■ Work task:
Check each line of the data below for the word "beige". How many lines have it? Answer with the number alone.

+++ Entries provided +++

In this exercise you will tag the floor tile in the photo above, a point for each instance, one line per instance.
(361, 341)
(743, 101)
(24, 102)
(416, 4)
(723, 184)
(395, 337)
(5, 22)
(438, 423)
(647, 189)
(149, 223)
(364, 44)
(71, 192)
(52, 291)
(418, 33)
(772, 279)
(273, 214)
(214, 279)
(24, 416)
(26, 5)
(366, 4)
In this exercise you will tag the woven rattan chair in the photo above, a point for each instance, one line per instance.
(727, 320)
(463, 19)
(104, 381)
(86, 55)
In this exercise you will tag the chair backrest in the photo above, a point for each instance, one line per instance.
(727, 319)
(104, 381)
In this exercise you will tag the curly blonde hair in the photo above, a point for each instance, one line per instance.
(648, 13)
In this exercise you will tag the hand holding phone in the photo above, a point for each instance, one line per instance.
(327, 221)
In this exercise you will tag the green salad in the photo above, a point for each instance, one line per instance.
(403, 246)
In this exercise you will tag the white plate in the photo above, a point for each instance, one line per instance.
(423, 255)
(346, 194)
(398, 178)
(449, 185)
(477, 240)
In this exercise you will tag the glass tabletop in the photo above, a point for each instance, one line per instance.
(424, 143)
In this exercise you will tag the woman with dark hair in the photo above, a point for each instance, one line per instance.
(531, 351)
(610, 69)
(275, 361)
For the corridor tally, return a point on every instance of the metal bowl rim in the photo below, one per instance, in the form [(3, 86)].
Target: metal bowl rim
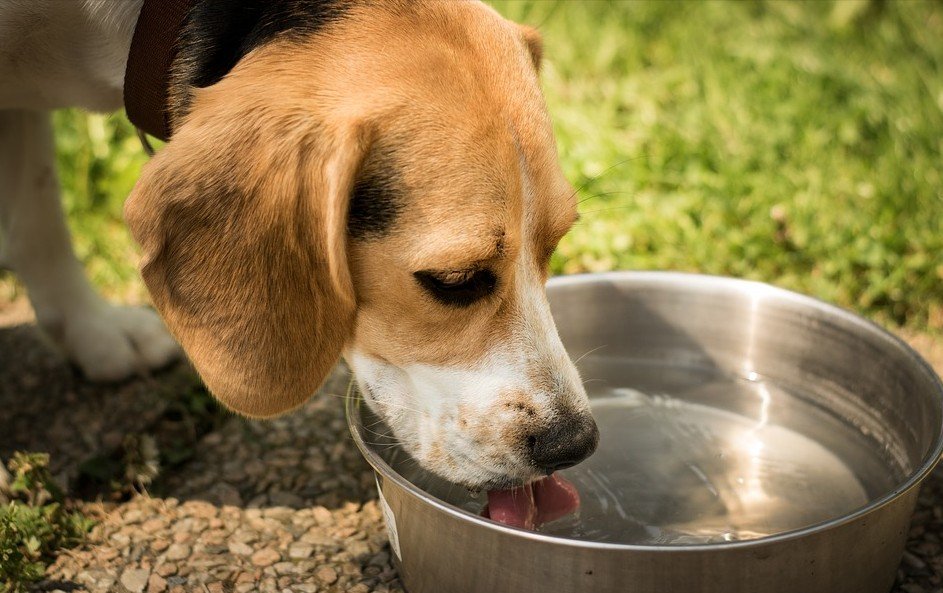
[(914, 480)]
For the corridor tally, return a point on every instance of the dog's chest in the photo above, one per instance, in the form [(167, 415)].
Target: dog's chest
[(64, 53)]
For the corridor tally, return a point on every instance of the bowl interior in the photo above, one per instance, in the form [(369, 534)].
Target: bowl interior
[(728, 410)]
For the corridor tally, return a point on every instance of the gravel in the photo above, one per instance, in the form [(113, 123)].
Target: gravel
[(273, 506)]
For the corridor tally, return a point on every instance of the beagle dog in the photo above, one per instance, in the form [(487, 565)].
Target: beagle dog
[(373, 180)]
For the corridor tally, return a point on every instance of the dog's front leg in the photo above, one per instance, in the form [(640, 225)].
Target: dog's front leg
[(108, 343)]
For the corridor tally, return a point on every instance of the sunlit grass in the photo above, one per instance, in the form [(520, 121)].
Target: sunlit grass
[(777, 141)]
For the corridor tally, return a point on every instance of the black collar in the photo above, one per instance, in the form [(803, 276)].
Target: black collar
[(147, 76)]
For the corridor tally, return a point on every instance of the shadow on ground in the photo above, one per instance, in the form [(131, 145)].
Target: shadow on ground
[(236, 505)]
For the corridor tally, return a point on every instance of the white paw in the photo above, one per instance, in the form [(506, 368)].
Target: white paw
[(112, 343)]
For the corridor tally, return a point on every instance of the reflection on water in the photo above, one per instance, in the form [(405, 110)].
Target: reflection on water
[(673, 469)]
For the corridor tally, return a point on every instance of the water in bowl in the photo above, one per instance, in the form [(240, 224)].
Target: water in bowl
[(691, 456)]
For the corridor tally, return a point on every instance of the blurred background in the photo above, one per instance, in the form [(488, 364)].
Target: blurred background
[(798, 143)]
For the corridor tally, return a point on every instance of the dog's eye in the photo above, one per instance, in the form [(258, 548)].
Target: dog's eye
[(457, 288)]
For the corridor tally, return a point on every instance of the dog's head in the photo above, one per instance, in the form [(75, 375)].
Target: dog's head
[(386, 190)]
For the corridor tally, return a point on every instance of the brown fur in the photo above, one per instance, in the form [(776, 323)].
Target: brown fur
[(241, 217)]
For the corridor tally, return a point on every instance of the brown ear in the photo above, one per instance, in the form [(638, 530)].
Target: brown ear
[(534, 42), (242, 223)]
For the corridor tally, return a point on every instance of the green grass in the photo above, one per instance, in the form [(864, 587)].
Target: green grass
[(784, 142), (34, 524)]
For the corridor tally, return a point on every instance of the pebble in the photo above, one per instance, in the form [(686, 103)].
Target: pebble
[(300, 551), (156, 584), (265, 557), (326, 575), (177, 552), (239, 548), (135, 579)]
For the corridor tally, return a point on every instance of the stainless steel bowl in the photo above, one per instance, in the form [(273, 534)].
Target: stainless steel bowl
[(834, 379)]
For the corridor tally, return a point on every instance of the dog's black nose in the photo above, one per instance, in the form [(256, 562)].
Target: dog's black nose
[(565, 443)]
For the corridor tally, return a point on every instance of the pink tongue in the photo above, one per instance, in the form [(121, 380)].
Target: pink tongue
[(529, 506)]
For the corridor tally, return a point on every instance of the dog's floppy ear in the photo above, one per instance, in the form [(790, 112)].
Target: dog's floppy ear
[(242, 222), (534, 43)]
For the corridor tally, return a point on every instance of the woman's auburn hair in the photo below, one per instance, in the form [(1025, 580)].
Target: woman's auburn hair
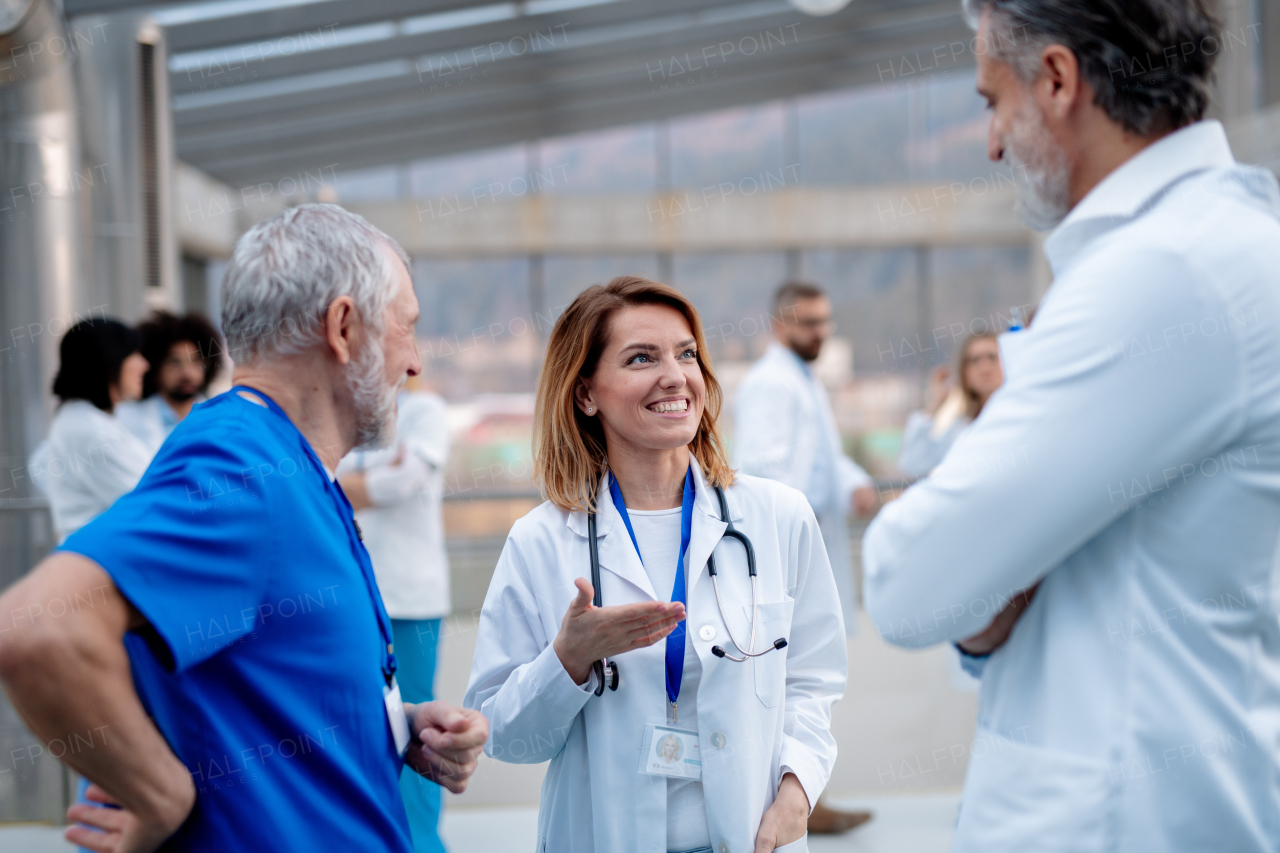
[(570, 454)]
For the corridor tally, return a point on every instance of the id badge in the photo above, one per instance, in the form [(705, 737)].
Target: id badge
[(671, 751), (396, 716)]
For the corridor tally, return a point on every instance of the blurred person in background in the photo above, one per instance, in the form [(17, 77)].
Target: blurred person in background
[(184, 354), (90, 459), (785, 430), (1129, 465), (236, 647), (629, 451), (397, 495), (949, 409)]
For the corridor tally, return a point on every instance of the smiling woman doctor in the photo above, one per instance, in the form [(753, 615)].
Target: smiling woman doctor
[(700, 747)]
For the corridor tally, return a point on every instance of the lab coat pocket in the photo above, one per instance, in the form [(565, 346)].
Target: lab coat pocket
[(1016, 790), (771, 669)]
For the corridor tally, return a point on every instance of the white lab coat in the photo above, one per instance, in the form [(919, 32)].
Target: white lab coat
[(757, 720), (87, 461), (782, 418), (1130, 463), (151, 419), (405, 528)]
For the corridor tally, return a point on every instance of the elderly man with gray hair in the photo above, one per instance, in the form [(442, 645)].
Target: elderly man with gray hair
[(220, 628), (1119, 498)]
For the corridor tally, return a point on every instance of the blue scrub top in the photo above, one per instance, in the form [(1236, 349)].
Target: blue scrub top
[(263, 664)]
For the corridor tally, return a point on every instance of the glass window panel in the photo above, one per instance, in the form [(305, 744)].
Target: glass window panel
[(855, 136), (955, 138), (617, 160), (873, 293), (974, 291), (728, 146), (496, 173), (732, 295), (368, 185), (476, 332)]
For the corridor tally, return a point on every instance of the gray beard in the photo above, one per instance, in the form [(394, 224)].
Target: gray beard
[(1040, 170), (374, 400)]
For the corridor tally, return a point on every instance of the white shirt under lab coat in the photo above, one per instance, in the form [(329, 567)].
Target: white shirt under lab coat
[(405, 528), (784, 430), (88, 461), (1130, 461), (755, 720)]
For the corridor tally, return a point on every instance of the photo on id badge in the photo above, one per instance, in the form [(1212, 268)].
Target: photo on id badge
[(672, 752)]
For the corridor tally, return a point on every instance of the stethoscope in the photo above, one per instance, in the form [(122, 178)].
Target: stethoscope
[(607, 671)]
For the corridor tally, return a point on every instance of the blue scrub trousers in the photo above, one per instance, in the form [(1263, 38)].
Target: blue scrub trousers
[(416, 644)]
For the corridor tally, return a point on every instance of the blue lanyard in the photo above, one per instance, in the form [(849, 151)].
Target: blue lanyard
[(676, 638), (348, 520)]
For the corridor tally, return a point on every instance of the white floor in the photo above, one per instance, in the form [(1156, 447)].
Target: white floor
[(915, 824)]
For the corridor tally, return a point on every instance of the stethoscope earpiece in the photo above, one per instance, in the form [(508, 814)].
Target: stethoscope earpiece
[(607, 674)]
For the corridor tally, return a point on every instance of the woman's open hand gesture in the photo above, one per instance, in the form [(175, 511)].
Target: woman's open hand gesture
[(589, 633)]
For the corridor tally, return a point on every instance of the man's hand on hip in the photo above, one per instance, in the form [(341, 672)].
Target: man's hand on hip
[(117, 830), (447, 742), (1001, 626)]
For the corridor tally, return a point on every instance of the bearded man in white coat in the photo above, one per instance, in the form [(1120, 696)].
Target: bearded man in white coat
[(1127, 475), (786, 432)]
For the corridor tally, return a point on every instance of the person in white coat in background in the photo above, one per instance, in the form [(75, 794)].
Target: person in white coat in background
[(785, 430), (1129, 466), (90, 459), (397, 493), (186, 356), (950, 409), (682, 742)]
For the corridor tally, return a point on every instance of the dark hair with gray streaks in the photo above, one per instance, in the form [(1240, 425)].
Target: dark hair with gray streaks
[(1150, 62)]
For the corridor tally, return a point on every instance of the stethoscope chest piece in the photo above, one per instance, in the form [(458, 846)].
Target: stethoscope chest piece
[(607, 671)]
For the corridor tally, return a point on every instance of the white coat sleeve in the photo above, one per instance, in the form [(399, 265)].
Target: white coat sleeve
[(817, 658), (764, 430), (424, 443), (851, 475), (920, 452), (1119, 392), (517, 682)]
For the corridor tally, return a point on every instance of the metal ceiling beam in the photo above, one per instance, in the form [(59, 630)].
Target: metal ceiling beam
[(627, 65), (530, 74), (553, 31), (291, 21), (493, 126), (103, 7)]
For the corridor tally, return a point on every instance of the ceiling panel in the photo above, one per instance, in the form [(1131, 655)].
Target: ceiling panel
[(384, 81)]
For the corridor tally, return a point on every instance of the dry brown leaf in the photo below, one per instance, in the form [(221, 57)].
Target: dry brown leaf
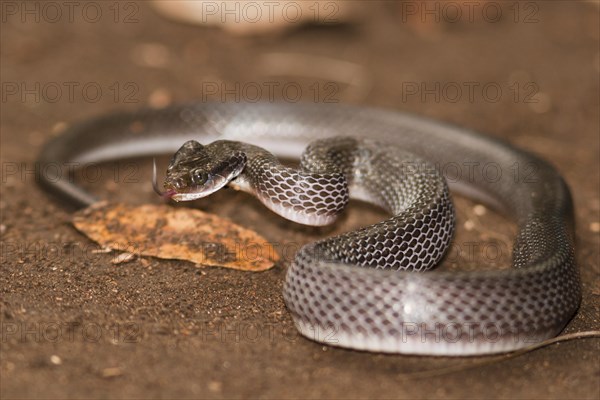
[(176, 233)]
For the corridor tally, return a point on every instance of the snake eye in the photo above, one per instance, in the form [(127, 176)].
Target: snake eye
[(199, 176)]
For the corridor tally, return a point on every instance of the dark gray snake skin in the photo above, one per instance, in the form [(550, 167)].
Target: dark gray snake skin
[(357, 290)]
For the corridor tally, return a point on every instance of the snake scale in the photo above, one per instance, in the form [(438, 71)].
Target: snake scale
[(367, 289)]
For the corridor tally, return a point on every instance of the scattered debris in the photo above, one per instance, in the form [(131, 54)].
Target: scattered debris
[(175, 233)]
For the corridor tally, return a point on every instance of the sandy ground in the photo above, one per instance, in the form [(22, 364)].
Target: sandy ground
[(76, 326)]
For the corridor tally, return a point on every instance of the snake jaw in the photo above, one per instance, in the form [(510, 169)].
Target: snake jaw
[(167, 194)]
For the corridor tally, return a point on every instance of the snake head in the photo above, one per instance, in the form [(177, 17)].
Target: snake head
[(195, 171)]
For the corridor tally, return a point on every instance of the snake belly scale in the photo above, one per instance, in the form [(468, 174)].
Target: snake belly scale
[(365, 289)]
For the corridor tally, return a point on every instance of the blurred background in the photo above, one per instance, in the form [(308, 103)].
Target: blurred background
[(525, 71)]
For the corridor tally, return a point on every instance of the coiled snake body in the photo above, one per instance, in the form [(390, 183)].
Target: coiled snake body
[(364, 289)]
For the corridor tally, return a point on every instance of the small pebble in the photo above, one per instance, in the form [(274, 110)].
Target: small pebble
[(469, 225), (123, 258), (479, 210), (215, 386), (540, 103), (111, 372), (56, 360), (160, 98)]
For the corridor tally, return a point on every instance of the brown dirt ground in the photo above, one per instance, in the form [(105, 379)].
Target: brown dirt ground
[(76, 326)]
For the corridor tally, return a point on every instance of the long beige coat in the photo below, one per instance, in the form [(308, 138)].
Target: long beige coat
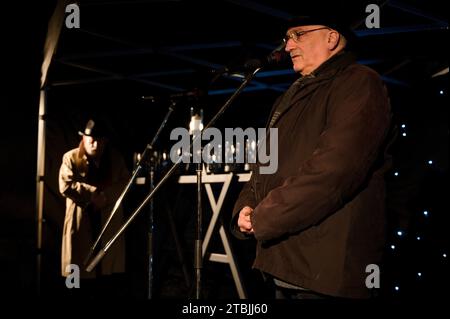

+++

■ Your response:
2